Posts Tagged ‘literature’

This evening once again Flash and Entropy are off playing Magic, and having momentary control of the remote, I made a terrible mistake.  Left alone with Kinesis, I managed to get him off to sleep and started browsing our Netflix recommendations all on my own.  How fun, to see a movie without superheroes that doesn’t need to appeal to any of the boys, young or old, in my life.  Period pieces are one of my favorites, so of course, up came Howards End as a recommendation.  Vanessa Redgrave, Anthony Hopkins, Emma Thompson, and a very young Helena Bonham Carter.  How could I go wrong?

I must admit it’s been some years since I read Forster.  I remember enjoying A Room With a View, but my memory might be fuzzy because clearly tonight I waded in over my head.  I understand Foster’s points about universality of experience, humanity, and our need for relationship and understanding, etc, etc, but did the story have to be so damned sad?  

Let’s just say that I have little fondness for what might be called the darker side of fiction. I enjoy light beginnings, perfect endings, and as little unhappy middle as possible.  When I watch a tragic movie I end up brooding and melancholy, as if the characters in the story were people close to me.  In high school I couldn’t finish reading Lord of the Flies, Tess left me weepy and I managed to write a paper on Heart of Darkness even though I skipped any of the darker parts.  I love Shakespeare, but avoid  the tragedies.   Especially that eye bit in Lear.*

Flash, on the other hand, enjoys reading and watching movies about what might be termed the darker side of life.  He claims his life has little drama, so he enjoys some vicariously.   Some people might even think that my lack of true appreciation for tragedy and drama is due to some lack of artistic appreciation, or that as I’ll develop a thicker skin.  Yet I find that the older I get, the less tolerance I have for sad tales in my entertainment fare.  It’s too much like real life.

→ **Information provided**:
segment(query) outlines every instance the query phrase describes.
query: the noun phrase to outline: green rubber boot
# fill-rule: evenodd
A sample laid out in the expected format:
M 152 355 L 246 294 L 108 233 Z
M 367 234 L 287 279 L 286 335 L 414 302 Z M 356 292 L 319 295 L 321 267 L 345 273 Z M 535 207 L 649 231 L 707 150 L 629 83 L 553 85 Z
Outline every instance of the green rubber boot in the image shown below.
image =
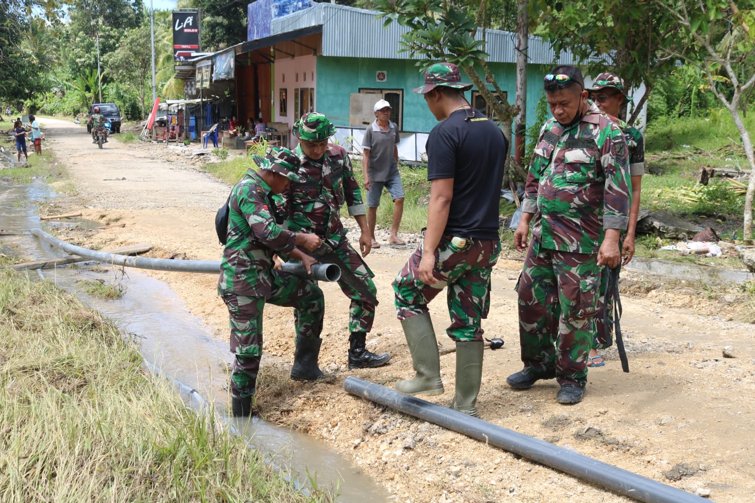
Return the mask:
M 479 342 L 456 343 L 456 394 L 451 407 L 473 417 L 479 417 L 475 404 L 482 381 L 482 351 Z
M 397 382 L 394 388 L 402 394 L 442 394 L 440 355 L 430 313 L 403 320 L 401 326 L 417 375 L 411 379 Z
---
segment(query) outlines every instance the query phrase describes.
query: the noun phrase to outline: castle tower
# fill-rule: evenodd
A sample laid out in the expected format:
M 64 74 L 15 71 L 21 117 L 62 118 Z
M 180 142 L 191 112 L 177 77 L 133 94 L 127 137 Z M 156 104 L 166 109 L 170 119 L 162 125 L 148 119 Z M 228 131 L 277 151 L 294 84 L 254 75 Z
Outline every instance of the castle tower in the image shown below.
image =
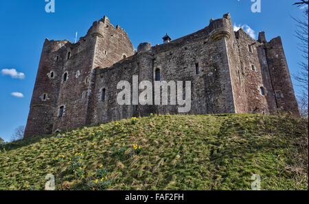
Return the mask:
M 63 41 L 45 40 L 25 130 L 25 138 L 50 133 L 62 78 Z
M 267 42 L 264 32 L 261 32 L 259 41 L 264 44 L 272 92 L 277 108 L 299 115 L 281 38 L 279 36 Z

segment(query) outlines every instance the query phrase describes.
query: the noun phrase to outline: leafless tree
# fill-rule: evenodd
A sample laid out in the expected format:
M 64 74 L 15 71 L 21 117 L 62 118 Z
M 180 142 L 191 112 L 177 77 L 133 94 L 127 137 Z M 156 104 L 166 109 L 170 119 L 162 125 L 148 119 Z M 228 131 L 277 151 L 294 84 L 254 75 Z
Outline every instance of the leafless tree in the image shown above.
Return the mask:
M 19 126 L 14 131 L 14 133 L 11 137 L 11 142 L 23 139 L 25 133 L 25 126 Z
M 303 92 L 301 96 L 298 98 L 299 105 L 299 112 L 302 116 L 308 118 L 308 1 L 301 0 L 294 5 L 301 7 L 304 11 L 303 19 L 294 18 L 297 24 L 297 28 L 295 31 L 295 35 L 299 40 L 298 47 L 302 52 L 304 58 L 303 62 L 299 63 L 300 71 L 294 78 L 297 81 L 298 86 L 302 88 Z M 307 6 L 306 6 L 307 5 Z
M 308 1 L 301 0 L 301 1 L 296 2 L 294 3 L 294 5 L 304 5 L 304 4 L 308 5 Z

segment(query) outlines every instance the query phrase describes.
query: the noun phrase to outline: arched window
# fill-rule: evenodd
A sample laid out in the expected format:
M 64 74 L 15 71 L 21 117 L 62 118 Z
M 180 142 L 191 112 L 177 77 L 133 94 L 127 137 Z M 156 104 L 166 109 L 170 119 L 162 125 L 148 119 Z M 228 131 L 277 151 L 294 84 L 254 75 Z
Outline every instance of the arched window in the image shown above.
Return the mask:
--
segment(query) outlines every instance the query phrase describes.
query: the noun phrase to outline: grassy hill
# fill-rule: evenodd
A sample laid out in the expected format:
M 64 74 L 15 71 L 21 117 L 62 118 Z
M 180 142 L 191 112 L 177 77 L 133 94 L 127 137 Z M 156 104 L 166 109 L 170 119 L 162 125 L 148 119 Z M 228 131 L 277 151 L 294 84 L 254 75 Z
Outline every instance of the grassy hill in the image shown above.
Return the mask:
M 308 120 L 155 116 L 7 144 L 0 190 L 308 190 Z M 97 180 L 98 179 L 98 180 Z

→ **Work instructions**:
Please continue the blog post about watching Howards End and disliking sad stories, starting after its last sentence.

→ **Exercise result**:
I think my colleagues would agree that being a pastor often gives one a close up of the less pleasant side of the human condition.  So many people who are so placid on the outside are from families that are secretly seething with tragedy.   I’m not talking about the many times I’ve witnessed the natural process of death.  I mean the families in which broad smiles mask physical abuse, addiction, sexual violence… even murder.  There are so many situations that are so painful, closer than you’d ever imagine, I can’t seem to find the joy in even a fictional tragedy.  Real ones haunt me.  So help me, I’ll never pump my fist in the air and cheer a bloody death.   It’s the casual cruelty that gets to me every time.

Maybe I’m missing some sort of Schadenfreude gene.  Yet as I write this I look down at the sleeping face of my son and part of me desperately wants to believe that deep down, most of us are basically good, yearning for the true, the just, and the beautiful.  There is too much meanness, too much hate, too much sadness in the world already.  Give me an unbelievable and obvious happy ending any day.  And may we find those endings in real life.


*This may be some strange biologically inherited aversion to royal occular mutilation, as according to my Mom we are descended  on our Norwegian side from King Magnus the Blind, who was plain old King Magnus until he had his eyes plucked out by his uncle.  Seriously.